━━━ Excerpt to read

Any chance storing the excess electricity from the solar panels as cryogenic air for use in an on board Dearman esque engine would mean that the air compressors might not need so much power to add more airflow? Does that make sense?

James Tarquin Davis
22nd August, 2013 @ 03:00 am PDT

To avoid the strong lateral G forces of turns with smaller radii, the seats within the capsule could be made to uniformly swivel parallel to the vector of acceleration. This would be experienced by the passenger as more tolerable anterior-posterior G-forces rather than lateral acceleration.

This could be a passive mechanical-spring correcting seat configuration for simplicity.

Marcus Kornmehl
22nd August, 2013 @ 05:11 am PDT

@Marcus: I assumed that the whole capsule would / could rotate within the cylindrical tube, riding up the sides around the corners much like you do when you slide down a tube slide at a water park, or like the bank on the turns of an oval NASCAR track. If this happens (and it would need to be tightly controlled, I'd guess, at those high velocities) then there is no need to rotate the passengers independently. It would just naturally occur with the capsule's rotation. I think this would be necessary, anyway, with the "ski" design, as you want the relatively narrow skis to be oriented to support such g-forces and avoid contact between the capsule walls and the tube walls.

A bigger challenge that I see is maintaining the precision surfaces of the tube's interior required to maintain a sub-millimeter gap that appears to be needed for the "air bearings" to operate properly, given such high velocities. That sucker's gonna have to be smoother than a baby's bottom, and defect-free along its entire length! Yikes.

MzunguMkubwa
22nd August, 2013 @ 06:01 am PDT

This is one of the best article ever to appear on Gizmg. Thanks due the author for (finally) showing how this scheme can work.

piperTom
22nd August, 2013 @ 07:41 am PDT

Why does this have to be for passengers. A less expensive way of introducing this is technology may be to first use it for mail and freight movement. Likely to be economical and provide a proof of concept this would entail fewer risks. Either a rail line or freight company may be the best to introduce it or be first customers.

━━━━━━
━━━ Material

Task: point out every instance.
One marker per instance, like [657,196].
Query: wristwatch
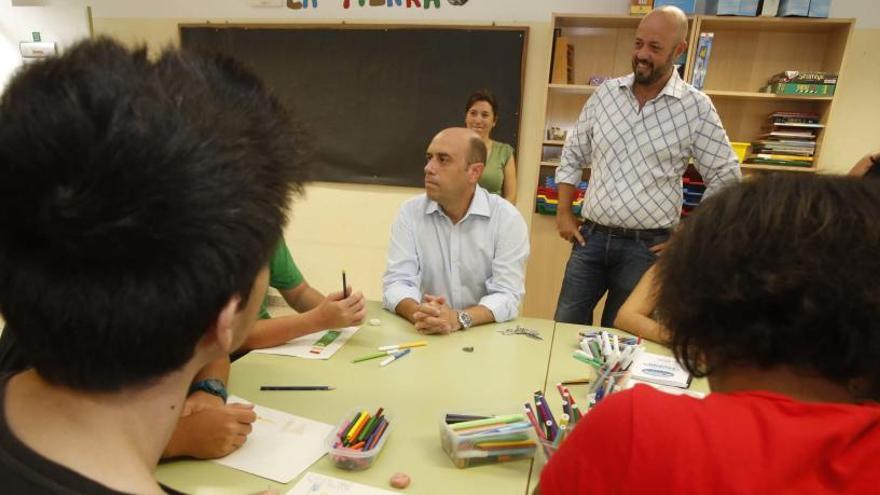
[464,320]
[211,385]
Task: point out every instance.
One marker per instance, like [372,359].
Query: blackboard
[371,98]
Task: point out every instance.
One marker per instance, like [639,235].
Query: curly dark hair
[482,95]
[779,271]
[137,197]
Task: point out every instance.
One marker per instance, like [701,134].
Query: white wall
[346,225]
[62,23]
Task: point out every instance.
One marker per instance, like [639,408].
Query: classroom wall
[345,225]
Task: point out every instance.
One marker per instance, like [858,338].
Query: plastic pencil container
[351,458]
[488,440]
[548,448]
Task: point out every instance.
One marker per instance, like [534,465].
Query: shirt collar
[479,205]
[674,86]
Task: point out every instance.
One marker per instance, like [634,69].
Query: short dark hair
[779,271]
[476,151]
[136,198]
[482,95]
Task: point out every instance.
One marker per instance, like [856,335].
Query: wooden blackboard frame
[326,168]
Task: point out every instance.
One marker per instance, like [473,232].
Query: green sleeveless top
[493,175]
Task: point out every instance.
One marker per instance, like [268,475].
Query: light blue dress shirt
[479,261]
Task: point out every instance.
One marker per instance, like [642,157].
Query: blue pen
[394,357]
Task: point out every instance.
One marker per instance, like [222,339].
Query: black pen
[297,387]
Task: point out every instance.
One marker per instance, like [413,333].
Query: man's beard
[655,72]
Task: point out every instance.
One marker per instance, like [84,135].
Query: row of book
[793,82]
[790,140]
[789,82]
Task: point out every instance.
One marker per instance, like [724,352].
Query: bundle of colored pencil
[363,432]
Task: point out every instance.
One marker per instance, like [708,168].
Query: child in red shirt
[783,319]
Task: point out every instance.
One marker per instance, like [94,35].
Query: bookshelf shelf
[777,168]
[781,24]
[751,95]
[578,89]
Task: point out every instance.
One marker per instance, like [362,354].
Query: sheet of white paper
[304,346]
[318,484]
[281,445]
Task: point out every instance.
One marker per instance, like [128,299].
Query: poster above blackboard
[371,98]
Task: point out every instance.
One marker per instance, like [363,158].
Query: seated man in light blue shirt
[458,254]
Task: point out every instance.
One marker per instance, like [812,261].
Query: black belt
[623,231]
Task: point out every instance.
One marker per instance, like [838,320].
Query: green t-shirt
[283,275]
[492,179]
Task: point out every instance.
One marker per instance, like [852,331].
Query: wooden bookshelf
[579,89]
[776,168]
[750,95]
[746,51]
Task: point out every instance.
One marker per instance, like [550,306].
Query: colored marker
[403,346]
[394,357]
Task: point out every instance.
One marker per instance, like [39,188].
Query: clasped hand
[434,316]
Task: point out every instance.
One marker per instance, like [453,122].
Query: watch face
[215,386]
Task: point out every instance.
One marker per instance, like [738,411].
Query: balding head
[454,163]
[669,19]
[660,39]
[476,148]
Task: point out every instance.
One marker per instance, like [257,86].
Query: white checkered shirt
[638,157]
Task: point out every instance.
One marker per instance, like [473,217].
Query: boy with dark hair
[784,322]
[139,203]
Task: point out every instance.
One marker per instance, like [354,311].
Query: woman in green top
[499,176]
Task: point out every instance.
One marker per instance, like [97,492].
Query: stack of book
[790,140]
[792,82]
[547,198]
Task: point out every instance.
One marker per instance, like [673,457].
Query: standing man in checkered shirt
[637,133]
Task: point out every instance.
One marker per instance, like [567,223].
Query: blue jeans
[607,263]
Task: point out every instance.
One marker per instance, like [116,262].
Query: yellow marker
[402,346]
[357,426]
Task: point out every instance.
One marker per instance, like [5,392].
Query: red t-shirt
[643,441]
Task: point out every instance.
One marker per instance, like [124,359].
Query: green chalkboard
[371,98]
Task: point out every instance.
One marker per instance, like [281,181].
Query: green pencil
[370,356]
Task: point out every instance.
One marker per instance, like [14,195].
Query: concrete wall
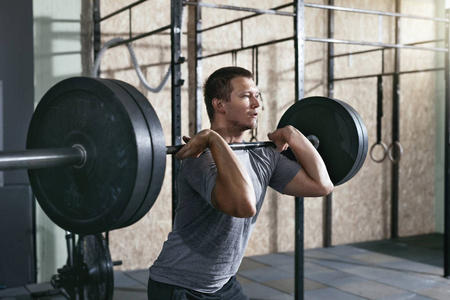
[57,55]
[361,207]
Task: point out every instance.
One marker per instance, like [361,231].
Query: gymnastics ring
[385,152]
[400,149]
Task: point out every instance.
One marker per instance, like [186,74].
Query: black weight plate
[144,148]
[364,142]
[158,150]
[361,139]
[88,199]
[95,257]
[335,126]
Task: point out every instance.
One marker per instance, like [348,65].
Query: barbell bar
[96,152]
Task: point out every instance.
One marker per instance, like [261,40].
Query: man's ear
[218,105]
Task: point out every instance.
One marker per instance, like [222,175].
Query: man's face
[242,109]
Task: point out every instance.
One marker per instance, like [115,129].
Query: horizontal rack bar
[242,19]
[383,48]
[121,10]
[389,74]
[41,158]
[240,8]
[141,36]
[327,41]
[398,46]
[374,12]
[246,48]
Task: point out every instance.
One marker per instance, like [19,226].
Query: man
[221,192]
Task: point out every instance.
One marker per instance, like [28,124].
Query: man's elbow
[246,211]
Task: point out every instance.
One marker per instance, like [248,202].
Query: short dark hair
[218,85]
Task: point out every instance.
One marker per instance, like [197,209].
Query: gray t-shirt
[206,246]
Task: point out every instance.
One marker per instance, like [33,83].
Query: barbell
[96,152]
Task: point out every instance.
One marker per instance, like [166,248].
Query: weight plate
[88,199]
[158,150]
[342,138]
[94,256]
[364,142]
[144,147]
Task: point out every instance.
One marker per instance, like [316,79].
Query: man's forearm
[233,193]
[307,156]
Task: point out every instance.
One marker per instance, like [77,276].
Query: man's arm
[313,179]
[233,193]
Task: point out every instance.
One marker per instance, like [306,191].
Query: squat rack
[299,39]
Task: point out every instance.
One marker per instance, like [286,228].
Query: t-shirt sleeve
[284,171]
[200,173]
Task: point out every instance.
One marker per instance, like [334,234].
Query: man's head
[218,85]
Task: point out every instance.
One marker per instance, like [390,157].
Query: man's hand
[195,145]
[278,137]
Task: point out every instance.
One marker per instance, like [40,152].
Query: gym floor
[404,268]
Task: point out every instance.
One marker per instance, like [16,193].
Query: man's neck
[229,135]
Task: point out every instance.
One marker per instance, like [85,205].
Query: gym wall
[361,207]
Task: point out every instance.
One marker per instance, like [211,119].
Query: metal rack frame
[299,41]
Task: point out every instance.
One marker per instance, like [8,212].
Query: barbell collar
[42,158]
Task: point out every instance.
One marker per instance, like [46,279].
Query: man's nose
[255,101]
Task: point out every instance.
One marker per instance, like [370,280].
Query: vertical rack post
[328,204]
[447,153]
[97,38]
[195,68]
[395,127]
[299,45]
[177,82]
[198,67]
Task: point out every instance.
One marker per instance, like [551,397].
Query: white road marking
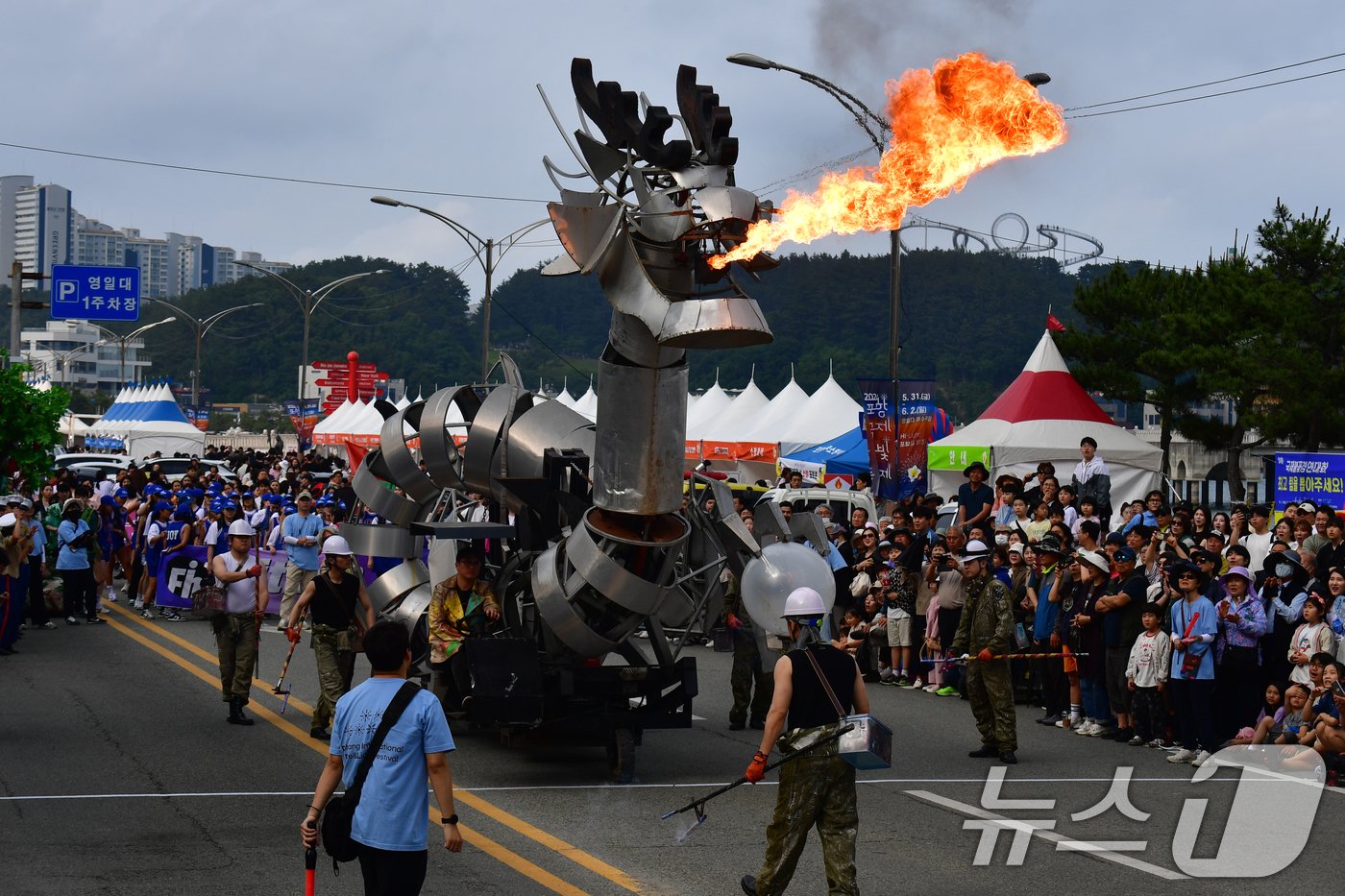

━━━━━━

- Challenge A -
Translate this sentence from the capsule thread into Spanish: "This could be a passive mechanical-spring correcting seat configuration for simplicity."
- Challenge B -
Reproduce the passage of the capsule thread starting with "Any chance storing" and going on through "that make sense?".

- Right answer A -
Esta podría ser una configuración de asientos con corrección pasiva mediante resortes mecánicos, por simplicidad.

- Right answer B -
Any chance storing the excess electricity from the solar panels as cryogenic air for use in an on board Dearman esque engine would mean that the air compressors might not need so much power to add more airflow? Does that make sense?